Texte à analyser:
──────

Je me permets de vous rappeler également le contexte actuel et à venir dans cette vallée pour laquelle plusieurs fonds sont mobilisés actuellement par l’État – Territoires d’industrie, chantier du tunnel Lyon-Turin… –, ainsi que l’existence dans cette vallée de plusieurs sites Seveso, plusieurs tunnels routiers et ferroviaires. Des difficultés concernant cet hôpital iraient à l’encontre de ces importants moyens mis en oeuvre par ailleurs.
Aussi, je souhaiterais savoir si vous envisagez d’adapter ponctuellement les critères permettant de bénéficier du statut d’hôpital isolé, comme dans ce cas spécifique de zone de montagne pour le centre hospitalier de Saint-Jean-de-Maurienne.
Mme le président. La parole est à Mme la ministre déléguée.
Mme Brigitte Bourguignon, ministre déléguée auprès du ministre des solidarités et de la santé, chargée de l’autonomie. Madame la sénatrice, le forfait « activités isolées » a été mis en place en 2015, faisant suite au constat selon lequel une réponse aux difficultés financières d’établissements situés sur des territoires considérés comme isolés était apportée au cas par cas.
Ce dispositif national vise donc à objectiver la notion d’isolement géographique pour assurer un traitement homogène des situations en fonction des régions, selon des critères d’éligibilité multidimensionnels.
Sur la base de ces règles communes, le centre hospitalier de Saint-Jean-de-Maurienne ne remplit pas les conditions d’éligibilité, étant à proximité relative du centre hospitalier d’Albertville et du Médipôle de Savoie. Le niveau d’activité de ces établissements est par ailleurs bien supérieur au seuil des 10 000 patients.
Si, par souci d’équité, il n’est pas possible d’accorder une dérogation spécifique pour le centre hospitalier de Saint-Jean-de-Maurienne, le Gouvernement s’est engagé dans une démarche globale pour soutenir les établissements pouvant être confrontés à des difficultés.
Le Gouvernement a pris des engagements forts pour la sortie du « tout T2A », où toute facturation passait par une tarification à l’activité. L’idée est d’intégrer plus largement la réponse aux besoins de la population et les caractéristiques territoriales dans les modèles de financement en cours de construction. C’est notamment le cas de l’activité des urgences, par la réforme de leur financement.

──────

Liste:

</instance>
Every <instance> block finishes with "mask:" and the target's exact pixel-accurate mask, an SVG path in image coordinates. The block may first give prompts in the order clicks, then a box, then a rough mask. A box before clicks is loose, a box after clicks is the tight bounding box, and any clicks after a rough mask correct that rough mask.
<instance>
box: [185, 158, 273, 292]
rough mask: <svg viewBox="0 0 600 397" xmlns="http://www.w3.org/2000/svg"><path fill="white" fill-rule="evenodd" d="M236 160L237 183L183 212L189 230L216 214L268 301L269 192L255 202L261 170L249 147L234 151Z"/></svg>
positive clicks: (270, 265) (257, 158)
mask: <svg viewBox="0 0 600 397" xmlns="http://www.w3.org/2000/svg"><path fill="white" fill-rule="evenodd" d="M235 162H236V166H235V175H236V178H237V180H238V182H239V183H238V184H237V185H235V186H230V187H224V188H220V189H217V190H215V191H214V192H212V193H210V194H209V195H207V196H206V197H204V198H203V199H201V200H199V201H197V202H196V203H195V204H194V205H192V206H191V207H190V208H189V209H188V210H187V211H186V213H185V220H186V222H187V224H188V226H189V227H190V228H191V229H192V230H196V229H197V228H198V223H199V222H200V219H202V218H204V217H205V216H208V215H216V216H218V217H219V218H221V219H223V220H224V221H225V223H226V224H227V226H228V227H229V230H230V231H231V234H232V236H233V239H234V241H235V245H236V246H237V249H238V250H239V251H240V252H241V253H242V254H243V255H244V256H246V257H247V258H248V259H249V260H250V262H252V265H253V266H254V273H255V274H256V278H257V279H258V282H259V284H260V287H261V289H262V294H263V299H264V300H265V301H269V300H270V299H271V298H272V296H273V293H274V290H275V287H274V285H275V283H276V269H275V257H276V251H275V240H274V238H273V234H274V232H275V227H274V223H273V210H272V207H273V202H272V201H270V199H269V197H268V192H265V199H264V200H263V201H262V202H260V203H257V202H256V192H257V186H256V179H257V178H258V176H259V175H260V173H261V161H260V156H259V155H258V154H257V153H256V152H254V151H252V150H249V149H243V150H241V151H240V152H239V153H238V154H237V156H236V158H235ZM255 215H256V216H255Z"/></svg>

──────

Consigne: Dans le texte sur l'hôpital de Saint-Jean-de-Maurienne, en quelle année le forfait « activités isolées » a-t-il été mis en place ? Appuyez-vous seulement sur le texte pour répondre.

Résultat: En 2015.